Start
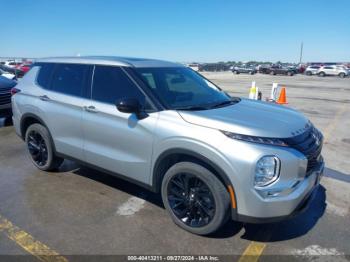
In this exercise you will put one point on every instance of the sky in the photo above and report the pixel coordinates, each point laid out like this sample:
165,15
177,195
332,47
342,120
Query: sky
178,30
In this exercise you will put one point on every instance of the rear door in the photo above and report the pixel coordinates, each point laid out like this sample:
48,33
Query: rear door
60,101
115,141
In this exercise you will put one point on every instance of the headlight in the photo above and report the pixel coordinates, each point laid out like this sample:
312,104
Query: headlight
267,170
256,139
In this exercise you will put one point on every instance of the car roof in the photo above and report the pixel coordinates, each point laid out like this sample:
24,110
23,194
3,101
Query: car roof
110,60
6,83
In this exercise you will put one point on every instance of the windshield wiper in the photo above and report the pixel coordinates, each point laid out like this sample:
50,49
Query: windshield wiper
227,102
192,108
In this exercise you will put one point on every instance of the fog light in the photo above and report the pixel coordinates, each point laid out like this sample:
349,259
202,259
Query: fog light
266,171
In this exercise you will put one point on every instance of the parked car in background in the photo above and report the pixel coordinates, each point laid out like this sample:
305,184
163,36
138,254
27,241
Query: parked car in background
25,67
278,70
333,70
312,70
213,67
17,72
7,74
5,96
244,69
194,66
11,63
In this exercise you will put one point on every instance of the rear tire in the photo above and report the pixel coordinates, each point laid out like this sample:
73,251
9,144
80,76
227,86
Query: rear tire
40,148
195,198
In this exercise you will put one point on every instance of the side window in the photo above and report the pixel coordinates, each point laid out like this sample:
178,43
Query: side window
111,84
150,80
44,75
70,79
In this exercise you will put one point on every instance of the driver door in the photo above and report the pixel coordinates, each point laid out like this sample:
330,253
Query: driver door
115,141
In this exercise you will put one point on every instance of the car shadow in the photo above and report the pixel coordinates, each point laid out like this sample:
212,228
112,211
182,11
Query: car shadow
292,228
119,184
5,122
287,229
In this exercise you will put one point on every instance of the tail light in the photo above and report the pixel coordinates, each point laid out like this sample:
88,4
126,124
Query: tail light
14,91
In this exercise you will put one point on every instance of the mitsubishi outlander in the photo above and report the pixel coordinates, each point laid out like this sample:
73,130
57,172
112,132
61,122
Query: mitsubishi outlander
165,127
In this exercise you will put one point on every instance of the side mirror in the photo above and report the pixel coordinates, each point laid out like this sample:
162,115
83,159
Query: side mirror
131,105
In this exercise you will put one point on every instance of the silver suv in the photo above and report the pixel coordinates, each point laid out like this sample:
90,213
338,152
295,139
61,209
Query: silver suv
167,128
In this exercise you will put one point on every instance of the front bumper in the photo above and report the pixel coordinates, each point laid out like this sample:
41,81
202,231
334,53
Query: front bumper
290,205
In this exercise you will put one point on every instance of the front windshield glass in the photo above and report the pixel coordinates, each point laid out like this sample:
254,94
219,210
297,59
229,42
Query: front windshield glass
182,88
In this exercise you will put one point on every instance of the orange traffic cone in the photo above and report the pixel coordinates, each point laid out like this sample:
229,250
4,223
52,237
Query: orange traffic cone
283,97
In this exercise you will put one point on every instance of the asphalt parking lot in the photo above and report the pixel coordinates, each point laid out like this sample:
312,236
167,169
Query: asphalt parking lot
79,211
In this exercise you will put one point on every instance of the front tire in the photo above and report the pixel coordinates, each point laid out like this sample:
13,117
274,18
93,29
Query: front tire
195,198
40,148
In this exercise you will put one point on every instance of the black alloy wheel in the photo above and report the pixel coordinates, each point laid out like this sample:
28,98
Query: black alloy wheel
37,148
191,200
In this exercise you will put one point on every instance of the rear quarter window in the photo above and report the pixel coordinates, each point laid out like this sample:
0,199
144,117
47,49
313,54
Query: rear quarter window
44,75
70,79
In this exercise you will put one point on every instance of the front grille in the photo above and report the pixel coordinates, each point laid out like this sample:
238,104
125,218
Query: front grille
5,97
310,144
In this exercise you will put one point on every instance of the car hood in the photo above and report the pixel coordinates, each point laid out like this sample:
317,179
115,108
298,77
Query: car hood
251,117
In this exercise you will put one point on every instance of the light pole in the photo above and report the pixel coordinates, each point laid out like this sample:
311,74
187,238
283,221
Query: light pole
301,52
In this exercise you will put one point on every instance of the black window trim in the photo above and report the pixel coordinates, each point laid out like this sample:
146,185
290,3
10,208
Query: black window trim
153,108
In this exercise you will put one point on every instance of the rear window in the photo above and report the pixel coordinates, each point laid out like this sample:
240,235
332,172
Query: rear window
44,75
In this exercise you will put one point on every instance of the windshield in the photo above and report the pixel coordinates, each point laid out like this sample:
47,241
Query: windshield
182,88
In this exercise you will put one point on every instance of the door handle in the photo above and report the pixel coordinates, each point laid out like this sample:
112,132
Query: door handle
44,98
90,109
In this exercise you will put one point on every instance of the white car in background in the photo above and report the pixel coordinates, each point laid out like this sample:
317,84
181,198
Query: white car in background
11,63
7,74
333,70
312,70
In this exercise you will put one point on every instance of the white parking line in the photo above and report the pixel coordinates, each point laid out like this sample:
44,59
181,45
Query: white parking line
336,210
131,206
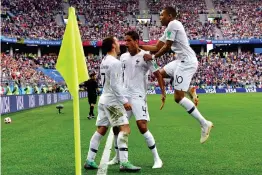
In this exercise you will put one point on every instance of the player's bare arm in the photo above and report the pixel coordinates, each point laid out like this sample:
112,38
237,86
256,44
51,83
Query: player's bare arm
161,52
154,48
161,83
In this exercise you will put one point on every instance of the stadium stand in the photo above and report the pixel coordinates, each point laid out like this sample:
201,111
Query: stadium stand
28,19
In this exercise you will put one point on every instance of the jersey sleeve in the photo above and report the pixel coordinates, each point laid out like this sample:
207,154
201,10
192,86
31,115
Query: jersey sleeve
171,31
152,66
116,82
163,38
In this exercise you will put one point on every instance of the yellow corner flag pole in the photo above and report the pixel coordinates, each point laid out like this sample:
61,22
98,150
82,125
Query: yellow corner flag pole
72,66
End
Start
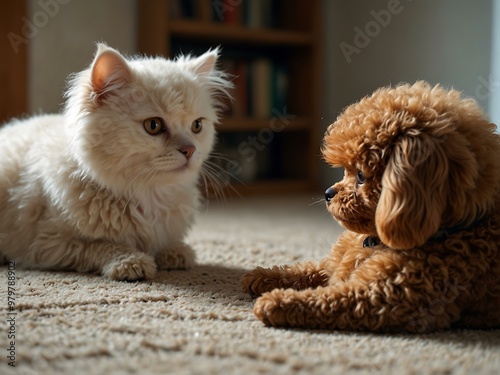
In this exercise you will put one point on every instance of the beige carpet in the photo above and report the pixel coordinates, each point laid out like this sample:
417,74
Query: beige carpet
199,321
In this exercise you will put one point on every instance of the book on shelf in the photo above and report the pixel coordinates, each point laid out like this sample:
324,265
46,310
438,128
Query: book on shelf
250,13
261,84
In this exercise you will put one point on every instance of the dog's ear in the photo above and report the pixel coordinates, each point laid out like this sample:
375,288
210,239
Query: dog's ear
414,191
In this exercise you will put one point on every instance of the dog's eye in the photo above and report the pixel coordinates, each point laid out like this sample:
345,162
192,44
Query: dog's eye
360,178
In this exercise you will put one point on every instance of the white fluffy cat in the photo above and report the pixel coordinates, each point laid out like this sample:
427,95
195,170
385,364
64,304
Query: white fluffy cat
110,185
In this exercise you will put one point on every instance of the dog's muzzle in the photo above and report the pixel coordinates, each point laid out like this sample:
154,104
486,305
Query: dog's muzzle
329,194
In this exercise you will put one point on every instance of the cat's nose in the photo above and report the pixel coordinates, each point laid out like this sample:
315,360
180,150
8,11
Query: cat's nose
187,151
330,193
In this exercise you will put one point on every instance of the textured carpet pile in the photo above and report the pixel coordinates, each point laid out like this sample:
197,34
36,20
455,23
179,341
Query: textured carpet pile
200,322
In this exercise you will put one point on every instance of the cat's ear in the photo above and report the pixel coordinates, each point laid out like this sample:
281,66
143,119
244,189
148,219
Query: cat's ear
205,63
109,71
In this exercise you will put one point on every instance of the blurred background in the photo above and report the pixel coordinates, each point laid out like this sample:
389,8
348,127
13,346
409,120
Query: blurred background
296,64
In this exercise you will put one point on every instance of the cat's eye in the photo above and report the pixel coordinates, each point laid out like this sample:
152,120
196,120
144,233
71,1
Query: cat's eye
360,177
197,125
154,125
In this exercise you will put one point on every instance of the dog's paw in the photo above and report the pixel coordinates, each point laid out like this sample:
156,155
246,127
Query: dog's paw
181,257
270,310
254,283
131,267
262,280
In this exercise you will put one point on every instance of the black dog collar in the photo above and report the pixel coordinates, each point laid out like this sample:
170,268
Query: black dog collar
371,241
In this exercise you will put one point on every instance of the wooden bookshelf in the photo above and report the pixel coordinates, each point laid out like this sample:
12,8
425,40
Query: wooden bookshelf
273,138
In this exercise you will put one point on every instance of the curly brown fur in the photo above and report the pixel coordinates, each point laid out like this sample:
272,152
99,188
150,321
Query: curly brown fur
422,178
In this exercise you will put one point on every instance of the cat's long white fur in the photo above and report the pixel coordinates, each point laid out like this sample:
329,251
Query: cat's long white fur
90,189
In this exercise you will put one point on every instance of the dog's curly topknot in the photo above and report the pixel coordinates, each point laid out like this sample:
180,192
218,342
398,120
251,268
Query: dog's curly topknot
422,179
End
→ **EXERCISE OBJECTIVE**: Pull out every line above that contains the word "sleeve", treating uppercase and lowercase as different.

→ **EXERCISE RESPONSE**:
In this exercise you will put one point on every instance of the jersey sleeve in the photo above and report the pixel coordinates, each point laid out like this sample:
Query: jersey sleeve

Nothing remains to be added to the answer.